Powtórz cały poniższy wykaz znak po znaku, ale pomiń w nim obrazki.

Dane do zadania -

===

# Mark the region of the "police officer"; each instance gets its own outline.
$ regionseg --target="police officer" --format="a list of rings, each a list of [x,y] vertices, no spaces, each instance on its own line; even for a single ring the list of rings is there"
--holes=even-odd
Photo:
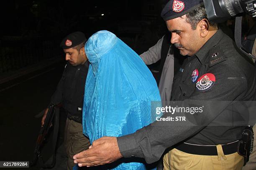
[[[180,55],[179,50],[171,44],[171,38],[169,32],[165,34],[156,44],[140,55],[147,65],[161,60],[156,80],[163,106],[169,102],[173,77],[186,58]]]
[[[233,124],[230,108],[238,101],[254,98],[255,68],[209,21],[202,0],[170,0],[161,16],[171,42],[181,54],[189,56],[174,76],[171,100],[175,105],[179,100],[208,102],[203,112],[187,114],[194,122],[155,121],[133,134],[102,138],[90,149],[75,155],[74,162],[95,166],[136,157],[151,163],[171,147],[164,156],[166,169],[241,169],[244,159],[237,151],[245,126]]]
[[[67,62],[51,100],[51,103],[62,103],[67,115],[64,142],[68,170],[72,170],[75,165],[74,155],[87,149],[90,145],[89,139],[83,134],[82,125],[84,85],[89,68],[84,48],[87,40],[83,33],[76,32],[67,35],[61,43]],[[47,111],[46,109],[42,125]]]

===

Gotowe rozwiązanie -
# Mark the region of the "police officer"; each instance gets its own outline.
$ regionseg --target="police officer" --format="a list of rings, each a list of [x,y] vertices, no spaces, each instance on its own line; even for a single ring the list of rings is there"
--holes=even-odd
Photo:
[[[180,55],[179,50],[171,44],[171,38],[169,32],[165,34],[156,44],[140,55],[147,65],[161,60],[156,80],[163,106],[169,102],[173,77],[186,58]]]
[[[233,124],[230,108],[238,101],[254,98],[255,68],[209,21],[202,0],[170,0],[161,16],[171,42],[181,54],[189,56],[174,76],[171,100],[175,105],[179,100],[208,102],[203,112],[187,114],[194,122],[155,121],[133,134],[102,138],[90,149],[75,155],[74,162],[95,166],[136,157],[151,163],[171,147],[164,156],[166,169],[241,169],[244,159],[237,151],[245,126]]]
[[[67,62],[51,100],[51,103],[62,103],[67,115],[64,142],[68,170],[72,170],[75,165],[74,155],[87,149],[90,145],[89,139],[83,134],[82,125],[84,85],[89,68],[84,48],[87,40],[83,33],[76,32],[67,35],[61,43]],[[47,111],[46,109],[42,125]]]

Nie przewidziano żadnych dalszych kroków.